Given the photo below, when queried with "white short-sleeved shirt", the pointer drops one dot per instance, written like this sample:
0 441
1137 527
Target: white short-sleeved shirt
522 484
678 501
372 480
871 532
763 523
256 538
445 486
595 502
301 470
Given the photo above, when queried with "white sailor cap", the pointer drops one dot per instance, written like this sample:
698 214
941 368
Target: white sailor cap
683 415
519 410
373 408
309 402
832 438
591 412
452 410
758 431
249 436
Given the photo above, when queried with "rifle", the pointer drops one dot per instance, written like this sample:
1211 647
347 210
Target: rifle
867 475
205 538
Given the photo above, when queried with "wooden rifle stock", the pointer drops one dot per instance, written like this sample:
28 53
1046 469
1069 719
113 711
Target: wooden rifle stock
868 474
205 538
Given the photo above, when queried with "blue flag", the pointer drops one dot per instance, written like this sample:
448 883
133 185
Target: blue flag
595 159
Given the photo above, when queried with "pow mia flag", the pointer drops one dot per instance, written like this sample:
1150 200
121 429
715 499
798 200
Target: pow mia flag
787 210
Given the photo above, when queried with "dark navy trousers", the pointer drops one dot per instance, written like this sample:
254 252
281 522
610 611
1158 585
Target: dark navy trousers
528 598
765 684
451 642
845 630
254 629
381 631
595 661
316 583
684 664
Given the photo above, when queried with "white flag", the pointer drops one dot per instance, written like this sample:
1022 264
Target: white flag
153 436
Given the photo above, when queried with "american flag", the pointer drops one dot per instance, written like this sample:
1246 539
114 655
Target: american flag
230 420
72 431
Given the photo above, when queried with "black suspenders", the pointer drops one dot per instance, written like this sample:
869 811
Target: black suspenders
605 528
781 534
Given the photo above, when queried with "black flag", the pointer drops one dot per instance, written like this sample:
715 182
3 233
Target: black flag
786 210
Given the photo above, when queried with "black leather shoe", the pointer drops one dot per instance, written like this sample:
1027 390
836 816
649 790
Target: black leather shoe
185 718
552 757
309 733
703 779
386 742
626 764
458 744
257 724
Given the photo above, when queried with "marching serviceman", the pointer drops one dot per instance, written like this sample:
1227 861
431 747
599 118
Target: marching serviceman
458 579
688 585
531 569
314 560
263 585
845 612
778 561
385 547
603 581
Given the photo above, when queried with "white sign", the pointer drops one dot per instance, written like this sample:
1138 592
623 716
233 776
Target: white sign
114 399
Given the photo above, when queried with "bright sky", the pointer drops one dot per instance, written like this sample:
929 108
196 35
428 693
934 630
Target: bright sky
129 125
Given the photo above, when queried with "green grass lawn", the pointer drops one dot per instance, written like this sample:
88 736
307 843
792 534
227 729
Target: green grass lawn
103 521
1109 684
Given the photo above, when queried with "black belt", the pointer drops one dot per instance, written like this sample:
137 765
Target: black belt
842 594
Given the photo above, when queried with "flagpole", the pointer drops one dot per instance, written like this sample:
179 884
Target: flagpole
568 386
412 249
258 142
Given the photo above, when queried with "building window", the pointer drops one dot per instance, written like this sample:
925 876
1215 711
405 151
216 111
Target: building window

──────────────────────────────

- Direction: Transcribe all lines as written.

- Solution to this exercise:
Given the photo below, when queried with "white short-sleeved shirt", the pointer drops one dot per instance, written like this sample:
0 441
1137 527
Target: white short-sleeved shirt
522 484
678 501
372 480
871 532
763 523
256 538
445 486
595 502
301 470
Given the photo above, when queried with "white sailor cap", the pointer drops one dot per instance, written like this sample:
698 214
941 368
Target: white sailor cap
683 415
519 410
373 408
309 402
832 438
591 412
452 410
758 431
249 436
Given the photo above, when queried with "rifle", the pointer drops one dot per instance, written like this sample:
1211 647
347 210
Target: rifle
867 475
205 538
Given the photo above, when queried with "wooden rifle stock", the pointer drops one dot per instance, written like this sample:
28 53
1046 469
1069 719
113 711
Target: wooden rifle stock
868 474
205 538
Given the photo above, when queried with "blue flag", the pointer drops one dot per instance, written like this sample:
448 883
133 185
Target: blue flag
595 159
Given the photo above, when queried with "pow mia flag", the pointer drops one dot per instance, written like this sample:
1150 200
121 429
715 499
798 200
Target: pow mia flag
787 210
Given the photo above, when queried with "dark navy trousers", the pointer drops one dot per instance, written like this sample:
254 252
281 522
610 611
1158 585
Target: dark navy trousers
528 598
765 684
451 642
845 630
254 629
381 631
595 661
316 583
684 664
Given the photo above, when queried with "white flag", the pointer drops one dot per instance, written like this sample:
1022 264
Target: white flag
153 436
Given the photo above, when queried with "american flag", the pointer drops one dot per instance, written like this sample:
1246 539
114 655
Target: american flag
230 420
72 431
Given the photo above, when queried with "black suspenders", the pointer drops one dot per instance, written like this sample:
869 811
Target: black suspenders
605 528
781 534
Given the photo above, when queried with "black flag", the pointer drops one dot per instance, written like this sample:
715 182
3 233
Target: black flag
786 210
Given the photo above, when queried with "black leather shoe", the pointer drops one dot per instance, written like this sample:
1027 390
836 816
649 790
Target: black leather shoe
185 718
552 757
309 733
703 779
386 742
626 764
458 744
257 724
Given the photo above, when queried with "marching serviceman", the pointer drops one dot per instance, written like this sample:
1227 861
431 747
599 118
Target: marching serviceman
458 579
688 585
531 569
314 560
263 585
845 612
778 561
385 547
603 581
Given the photo above, when queried with "white sign", the pointer drops one dot per instance, written like this sample:
1138 592
623 716
233 776
Target: white sign
114 399
Given the photo above, when queried with "bright sky", the pointer drops one dot per instance, written like this sample:
929 108
196 35
428 693
934 630
Target: bright sky
129 125
Given the photo above, when queried with "green grass lawn", the pointer drops one dot per instance, written like this sample:
88 736
307 843
792 534
227 729
Target: green grass lawn
103 521
1109 684
Given the photo above, when queried with "black belt", the pointer drops one dot per instance, written like this sample:
137 765
Target: black belt
842 594
Given the photo above, when queried with "flagpole", the pointer drops one dot per instance, written like this sample:
179 884
Target: flagpole
568 386
412 249
258 142
Given the photo above, when queried with "building window", the pointer drops one dot per instance, written like this sample:
925 876
1215 711
405 151
216 111
Target: building window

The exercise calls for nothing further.